• Dataset entries
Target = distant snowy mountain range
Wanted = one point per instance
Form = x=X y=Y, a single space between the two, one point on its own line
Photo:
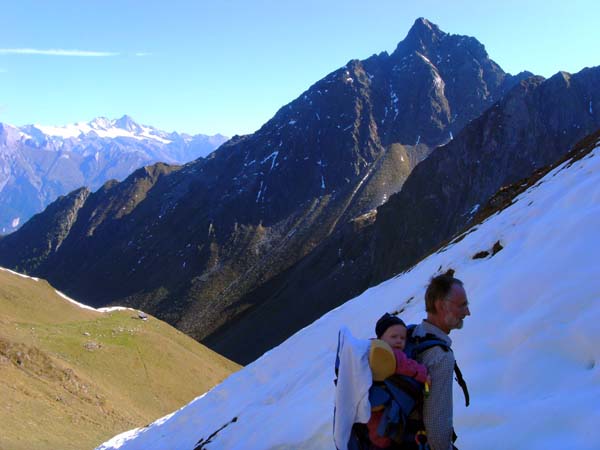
x=529 y=352
x=38 y=163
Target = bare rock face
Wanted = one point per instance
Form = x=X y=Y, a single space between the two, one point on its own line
x=534 y=125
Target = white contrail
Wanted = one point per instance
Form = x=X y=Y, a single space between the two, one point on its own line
x=53 y=52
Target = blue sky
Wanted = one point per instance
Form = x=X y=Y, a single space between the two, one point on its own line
x=227 y=66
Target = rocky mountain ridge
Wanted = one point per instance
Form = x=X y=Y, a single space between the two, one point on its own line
x=193 y=245
x=533 y=126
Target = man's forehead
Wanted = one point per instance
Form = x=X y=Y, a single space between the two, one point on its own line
x=457 y=291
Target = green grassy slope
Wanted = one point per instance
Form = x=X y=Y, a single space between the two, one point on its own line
x=70 y=378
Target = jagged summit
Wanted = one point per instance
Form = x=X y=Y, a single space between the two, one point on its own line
x=422 y=35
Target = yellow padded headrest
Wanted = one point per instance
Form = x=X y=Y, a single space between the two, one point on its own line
x=381 y=360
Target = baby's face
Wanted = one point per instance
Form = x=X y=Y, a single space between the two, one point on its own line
x=395 y=336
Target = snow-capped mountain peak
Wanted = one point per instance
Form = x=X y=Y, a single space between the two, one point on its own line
x=101 y=127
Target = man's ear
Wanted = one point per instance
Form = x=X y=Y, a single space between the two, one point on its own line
x=439 y=305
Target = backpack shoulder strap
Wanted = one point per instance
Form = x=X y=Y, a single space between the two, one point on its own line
x=418 y=344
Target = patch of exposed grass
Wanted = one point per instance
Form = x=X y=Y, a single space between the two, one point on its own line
x=70 y=378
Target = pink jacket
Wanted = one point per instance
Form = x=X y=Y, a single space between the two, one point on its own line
x=404 y=366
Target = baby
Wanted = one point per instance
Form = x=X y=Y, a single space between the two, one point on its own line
x=392 y=330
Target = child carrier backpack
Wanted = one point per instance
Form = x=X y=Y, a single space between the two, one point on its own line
x=401 y=400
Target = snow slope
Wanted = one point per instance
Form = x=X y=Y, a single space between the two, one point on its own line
x=529 y=352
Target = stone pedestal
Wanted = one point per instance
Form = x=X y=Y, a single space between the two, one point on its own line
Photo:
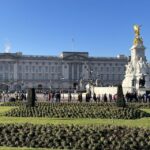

• WHAT YOU HAVE TO DO
Swap "pink jacket" for "red jacket" in everything from the line containing "Target = patch of exposed grass" down to the line containing "x=401 y=400", and give those lines back with nothing else changed.

• COMPLETED TASK
Target = patch of exposed grass
Wanted = one point per instance
Form = x=X y=Y, a single space between the two, one point on its own line
x=70 y=378
Target = red jacket
Wanted = one point per instance
Form = x=X y=Y, a single space between the two, one point on its own line
x=404 y=366
Target = baby
Wanted = one point per instance
Form = x=X y=Y, a single space between the two, one point on its own line
x=392 y=330
Target = child carrier backpack
Wanted = one point per instance
Form = x=X y=Y, a single space between the two, one point on its own line
x=401 y=400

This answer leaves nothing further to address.